Entries from a collection
================================
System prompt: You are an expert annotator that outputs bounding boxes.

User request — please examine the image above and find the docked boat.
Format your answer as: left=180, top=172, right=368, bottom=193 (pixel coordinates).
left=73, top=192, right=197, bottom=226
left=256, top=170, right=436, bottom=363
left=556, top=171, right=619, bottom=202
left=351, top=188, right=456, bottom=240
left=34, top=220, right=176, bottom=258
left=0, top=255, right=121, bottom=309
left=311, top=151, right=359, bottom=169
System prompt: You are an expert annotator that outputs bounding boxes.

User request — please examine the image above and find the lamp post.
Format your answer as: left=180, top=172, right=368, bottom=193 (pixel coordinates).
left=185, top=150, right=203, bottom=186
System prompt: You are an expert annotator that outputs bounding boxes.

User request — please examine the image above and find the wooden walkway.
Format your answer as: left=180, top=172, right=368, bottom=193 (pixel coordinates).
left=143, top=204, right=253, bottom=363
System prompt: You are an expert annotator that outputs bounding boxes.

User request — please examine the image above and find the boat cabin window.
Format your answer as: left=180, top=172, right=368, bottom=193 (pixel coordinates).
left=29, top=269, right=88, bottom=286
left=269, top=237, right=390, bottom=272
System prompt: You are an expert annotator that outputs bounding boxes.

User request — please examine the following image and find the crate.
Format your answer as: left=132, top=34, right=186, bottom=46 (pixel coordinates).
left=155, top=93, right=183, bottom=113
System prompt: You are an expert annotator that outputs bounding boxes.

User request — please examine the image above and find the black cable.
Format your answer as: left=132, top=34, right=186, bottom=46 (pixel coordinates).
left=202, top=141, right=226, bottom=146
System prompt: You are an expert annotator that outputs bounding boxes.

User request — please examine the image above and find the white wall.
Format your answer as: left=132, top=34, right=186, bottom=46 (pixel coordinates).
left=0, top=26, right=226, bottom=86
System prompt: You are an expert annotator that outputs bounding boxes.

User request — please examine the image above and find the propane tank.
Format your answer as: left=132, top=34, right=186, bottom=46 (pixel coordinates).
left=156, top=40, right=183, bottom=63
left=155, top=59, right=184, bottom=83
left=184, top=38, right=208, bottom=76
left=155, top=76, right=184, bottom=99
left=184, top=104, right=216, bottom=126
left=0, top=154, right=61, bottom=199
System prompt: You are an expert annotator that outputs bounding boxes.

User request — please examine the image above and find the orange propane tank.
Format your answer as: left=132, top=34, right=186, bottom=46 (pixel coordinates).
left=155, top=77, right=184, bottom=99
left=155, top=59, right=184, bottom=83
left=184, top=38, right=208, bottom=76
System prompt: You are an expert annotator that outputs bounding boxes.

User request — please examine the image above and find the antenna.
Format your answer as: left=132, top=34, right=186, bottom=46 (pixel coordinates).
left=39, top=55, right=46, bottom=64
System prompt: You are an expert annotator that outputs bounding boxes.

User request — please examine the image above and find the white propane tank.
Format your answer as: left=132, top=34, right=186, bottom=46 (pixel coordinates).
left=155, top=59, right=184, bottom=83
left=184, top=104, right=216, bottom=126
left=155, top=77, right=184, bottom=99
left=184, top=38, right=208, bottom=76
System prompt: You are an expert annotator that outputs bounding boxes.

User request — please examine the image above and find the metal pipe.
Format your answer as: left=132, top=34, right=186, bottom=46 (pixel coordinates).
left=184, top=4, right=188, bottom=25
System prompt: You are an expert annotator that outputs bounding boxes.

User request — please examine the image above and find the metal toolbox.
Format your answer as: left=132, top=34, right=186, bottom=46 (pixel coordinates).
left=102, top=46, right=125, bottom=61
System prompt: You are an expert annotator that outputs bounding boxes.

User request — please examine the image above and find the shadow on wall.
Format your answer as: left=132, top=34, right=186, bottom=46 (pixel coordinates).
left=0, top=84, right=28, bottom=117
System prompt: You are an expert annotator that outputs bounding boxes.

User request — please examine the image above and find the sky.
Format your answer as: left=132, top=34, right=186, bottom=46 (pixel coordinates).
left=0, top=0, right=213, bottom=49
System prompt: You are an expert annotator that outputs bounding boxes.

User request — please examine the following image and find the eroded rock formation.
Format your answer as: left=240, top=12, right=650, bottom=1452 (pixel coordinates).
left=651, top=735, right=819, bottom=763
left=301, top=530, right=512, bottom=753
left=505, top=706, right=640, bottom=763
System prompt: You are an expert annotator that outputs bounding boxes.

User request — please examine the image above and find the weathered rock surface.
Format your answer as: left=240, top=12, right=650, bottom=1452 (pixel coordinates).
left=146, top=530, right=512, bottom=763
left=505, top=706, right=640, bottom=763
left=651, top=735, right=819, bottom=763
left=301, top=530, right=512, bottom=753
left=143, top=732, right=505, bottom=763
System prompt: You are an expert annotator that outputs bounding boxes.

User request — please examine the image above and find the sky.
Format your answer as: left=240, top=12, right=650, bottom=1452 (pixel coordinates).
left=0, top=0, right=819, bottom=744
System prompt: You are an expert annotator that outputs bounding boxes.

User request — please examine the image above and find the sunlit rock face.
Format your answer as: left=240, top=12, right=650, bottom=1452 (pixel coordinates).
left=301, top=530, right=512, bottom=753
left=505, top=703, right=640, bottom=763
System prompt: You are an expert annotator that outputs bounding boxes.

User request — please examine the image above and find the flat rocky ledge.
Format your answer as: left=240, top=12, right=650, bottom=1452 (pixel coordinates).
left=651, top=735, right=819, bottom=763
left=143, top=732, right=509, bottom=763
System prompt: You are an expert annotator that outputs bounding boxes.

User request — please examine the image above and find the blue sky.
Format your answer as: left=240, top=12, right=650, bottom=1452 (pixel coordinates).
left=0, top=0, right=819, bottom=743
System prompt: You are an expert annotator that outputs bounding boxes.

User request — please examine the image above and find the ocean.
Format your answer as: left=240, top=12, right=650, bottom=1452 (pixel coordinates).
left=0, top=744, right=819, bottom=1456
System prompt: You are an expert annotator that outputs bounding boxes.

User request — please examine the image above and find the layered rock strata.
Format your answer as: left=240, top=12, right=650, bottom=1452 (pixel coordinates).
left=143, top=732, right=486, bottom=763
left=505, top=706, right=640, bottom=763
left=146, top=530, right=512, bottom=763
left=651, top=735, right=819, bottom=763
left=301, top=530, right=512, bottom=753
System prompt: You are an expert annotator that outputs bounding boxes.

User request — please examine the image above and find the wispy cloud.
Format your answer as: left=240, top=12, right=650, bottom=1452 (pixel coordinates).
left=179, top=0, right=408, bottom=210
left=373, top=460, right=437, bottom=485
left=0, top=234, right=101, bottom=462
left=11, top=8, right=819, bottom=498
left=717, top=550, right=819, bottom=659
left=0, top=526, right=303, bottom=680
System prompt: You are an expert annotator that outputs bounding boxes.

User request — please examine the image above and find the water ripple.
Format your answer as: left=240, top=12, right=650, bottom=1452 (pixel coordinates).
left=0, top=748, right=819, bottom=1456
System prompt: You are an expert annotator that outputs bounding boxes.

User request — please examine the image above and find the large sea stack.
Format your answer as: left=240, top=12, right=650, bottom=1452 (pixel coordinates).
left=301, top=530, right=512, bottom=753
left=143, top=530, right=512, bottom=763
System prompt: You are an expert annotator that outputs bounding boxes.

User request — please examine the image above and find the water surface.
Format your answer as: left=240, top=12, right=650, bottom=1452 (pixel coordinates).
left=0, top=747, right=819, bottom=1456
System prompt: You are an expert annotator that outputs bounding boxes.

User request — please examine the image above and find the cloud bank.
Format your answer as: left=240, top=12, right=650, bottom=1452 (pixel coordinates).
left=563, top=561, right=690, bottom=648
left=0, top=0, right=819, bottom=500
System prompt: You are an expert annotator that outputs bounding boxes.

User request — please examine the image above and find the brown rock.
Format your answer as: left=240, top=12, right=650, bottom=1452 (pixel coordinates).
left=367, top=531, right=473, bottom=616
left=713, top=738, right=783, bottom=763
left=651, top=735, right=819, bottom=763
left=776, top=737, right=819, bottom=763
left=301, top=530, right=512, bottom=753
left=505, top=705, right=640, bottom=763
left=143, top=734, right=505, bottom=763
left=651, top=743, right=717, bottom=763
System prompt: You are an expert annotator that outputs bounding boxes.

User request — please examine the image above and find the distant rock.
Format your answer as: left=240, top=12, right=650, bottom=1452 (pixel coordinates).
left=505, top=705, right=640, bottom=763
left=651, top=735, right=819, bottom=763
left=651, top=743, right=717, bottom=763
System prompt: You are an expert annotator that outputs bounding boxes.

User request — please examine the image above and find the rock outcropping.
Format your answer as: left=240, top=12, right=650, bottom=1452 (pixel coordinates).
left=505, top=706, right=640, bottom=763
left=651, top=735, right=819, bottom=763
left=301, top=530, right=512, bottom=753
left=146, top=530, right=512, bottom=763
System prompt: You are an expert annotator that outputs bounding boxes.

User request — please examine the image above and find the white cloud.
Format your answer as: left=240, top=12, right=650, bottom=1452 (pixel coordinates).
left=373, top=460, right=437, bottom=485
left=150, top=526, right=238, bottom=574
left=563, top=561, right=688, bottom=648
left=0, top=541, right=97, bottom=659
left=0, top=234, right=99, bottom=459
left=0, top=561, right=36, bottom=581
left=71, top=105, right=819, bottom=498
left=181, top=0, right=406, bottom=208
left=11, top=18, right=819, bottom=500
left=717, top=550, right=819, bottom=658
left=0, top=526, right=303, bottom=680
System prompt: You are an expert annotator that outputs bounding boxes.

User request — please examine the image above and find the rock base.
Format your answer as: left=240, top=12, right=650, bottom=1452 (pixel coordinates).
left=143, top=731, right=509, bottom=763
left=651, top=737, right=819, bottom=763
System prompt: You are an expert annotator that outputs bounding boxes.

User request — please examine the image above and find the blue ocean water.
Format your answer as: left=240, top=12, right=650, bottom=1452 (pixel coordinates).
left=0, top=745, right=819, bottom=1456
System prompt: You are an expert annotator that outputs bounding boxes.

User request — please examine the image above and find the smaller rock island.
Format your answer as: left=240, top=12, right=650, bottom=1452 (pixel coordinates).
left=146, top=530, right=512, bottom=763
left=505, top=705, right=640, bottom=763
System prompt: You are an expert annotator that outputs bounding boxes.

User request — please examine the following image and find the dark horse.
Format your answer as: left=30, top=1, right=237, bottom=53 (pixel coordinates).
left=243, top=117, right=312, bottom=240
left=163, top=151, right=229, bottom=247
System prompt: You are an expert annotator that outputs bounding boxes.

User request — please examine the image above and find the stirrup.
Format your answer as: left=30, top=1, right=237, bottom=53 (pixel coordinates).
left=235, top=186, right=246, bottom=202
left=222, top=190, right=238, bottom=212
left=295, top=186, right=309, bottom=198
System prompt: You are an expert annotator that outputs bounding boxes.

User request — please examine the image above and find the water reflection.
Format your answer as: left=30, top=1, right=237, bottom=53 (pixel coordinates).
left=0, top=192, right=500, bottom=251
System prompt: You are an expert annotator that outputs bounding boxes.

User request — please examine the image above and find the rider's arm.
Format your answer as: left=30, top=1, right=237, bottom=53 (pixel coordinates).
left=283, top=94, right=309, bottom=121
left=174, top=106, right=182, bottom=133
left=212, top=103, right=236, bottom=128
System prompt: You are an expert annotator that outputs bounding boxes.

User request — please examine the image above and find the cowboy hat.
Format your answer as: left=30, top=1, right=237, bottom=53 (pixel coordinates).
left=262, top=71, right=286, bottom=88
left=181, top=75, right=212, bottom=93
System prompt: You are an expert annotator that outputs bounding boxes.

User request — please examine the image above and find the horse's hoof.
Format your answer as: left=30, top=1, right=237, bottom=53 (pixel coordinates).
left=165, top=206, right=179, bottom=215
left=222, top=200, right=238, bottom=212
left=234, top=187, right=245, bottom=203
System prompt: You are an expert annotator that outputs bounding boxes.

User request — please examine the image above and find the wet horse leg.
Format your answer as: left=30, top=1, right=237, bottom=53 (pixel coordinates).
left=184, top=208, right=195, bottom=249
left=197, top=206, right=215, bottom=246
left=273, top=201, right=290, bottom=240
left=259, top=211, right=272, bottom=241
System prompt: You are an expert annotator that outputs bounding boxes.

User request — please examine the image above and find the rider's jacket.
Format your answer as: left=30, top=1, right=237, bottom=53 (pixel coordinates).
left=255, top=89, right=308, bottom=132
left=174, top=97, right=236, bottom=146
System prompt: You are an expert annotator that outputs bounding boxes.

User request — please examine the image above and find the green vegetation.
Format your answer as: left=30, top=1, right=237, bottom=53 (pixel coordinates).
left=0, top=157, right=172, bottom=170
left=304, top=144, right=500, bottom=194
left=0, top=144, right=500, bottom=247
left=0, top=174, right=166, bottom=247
================================
*Goal of the exercise*. Repeat everything above, from the start of the entries down to the line containing "left=73, top=192, right=197, bottom=226". Include both ends.

*Answer*.
System prompt: You are an expert annotator that outputs bounding boxes.

User request — please examine the image above and find the docked boat.
Format your answer as: left=180, top=172, right=368, bottom=193 (pixel coordinates).
left=73, top=192, right=197, bottom=226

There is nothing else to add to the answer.